■ AIM OF THE TASK
Transcribe word for word the lines spanning the line with "Where can you find the pink flower" through the end of the records.

■ DATA RECORDS

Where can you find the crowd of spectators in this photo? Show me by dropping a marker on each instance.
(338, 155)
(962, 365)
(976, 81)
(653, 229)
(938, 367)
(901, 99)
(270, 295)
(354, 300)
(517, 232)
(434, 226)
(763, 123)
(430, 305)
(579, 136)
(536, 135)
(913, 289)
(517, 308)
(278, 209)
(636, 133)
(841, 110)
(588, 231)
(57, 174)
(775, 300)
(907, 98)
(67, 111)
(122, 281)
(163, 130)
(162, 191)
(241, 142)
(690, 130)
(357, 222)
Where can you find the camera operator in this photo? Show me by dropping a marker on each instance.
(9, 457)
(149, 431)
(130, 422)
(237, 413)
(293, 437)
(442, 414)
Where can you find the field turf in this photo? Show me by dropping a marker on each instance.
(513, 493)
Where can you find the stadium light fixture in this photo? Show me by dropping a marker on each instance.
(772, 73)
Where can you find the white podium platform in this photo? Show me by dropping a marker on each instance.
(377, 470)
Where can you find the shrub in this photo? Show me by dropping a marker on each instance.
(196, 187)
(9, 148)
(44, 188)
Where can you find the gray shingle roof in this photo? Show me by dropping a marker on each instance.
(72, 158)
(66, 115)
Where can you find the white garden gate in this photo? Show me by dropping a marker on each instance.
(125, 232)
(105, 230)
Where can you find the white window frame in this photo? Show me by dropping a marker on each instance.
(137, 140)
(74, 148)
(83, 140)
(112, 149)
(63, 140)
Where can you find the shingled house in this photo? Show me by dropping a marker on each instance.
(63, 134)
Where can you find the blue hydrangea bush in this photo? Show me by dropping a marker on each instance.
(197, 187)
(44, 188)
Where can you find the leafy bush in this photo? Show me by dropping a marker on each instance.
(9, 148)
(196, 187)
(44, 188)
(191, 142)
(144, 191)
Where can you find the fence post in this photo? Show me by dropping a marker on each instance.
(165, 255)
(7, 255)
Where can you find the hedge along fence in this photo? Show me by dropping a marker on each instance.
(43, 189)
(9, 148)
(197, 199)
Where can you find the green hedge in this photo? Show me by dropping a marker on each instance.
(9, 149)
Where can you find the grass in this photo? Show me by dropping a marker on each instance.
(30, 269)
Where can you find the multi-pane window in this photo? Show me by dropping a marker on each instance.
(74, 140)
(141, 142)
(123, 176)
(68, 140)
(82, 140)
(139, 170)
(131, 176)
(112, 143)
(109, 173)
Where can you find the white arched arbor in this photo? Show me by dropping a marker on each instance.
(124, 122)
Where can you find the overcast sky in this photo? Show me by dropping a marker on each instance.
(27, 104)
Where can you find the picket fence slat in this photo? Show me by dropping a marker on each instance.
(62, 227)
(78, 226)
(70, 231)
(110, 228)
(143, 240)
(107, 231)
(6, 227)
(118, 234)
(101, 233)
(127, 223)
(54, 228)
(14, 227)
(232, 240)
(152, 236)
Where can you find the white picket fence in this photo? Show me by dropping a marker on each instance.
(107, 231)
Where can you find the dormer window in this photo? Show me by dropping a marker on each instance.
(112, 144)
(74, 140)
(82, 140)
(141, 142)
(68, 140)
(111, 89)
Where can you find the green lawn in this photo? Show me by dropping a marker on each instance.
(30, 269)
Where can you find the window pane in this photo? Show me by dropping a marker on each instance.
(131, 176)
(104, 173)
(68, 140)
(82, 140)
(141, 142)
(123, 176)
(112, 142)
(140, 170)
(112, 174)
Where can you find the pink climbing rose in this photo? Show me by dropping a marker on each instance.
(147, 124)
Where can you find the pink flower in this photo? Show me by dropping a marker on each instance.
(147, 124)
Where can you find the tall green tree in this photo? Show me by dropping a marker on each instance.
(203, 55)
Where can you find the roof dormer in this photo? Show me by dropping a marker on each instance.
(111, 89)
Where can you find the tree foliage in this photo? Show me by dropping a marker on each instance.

■ WRITTEN REPLY
Where can you find the pink flower in this photo? Show me by dropping a marker on each instance.
(147, 124)
Where can you find the tall green tree in this photo? Show me by dropping a marker on each instance.
(203, 55)
Where can you find the roof dormer in this photo? Show me by dropping a marker on each instance.
(111, 89)
Where can you find the tree foliage in this photo? Show me by dropping a marker on each instance.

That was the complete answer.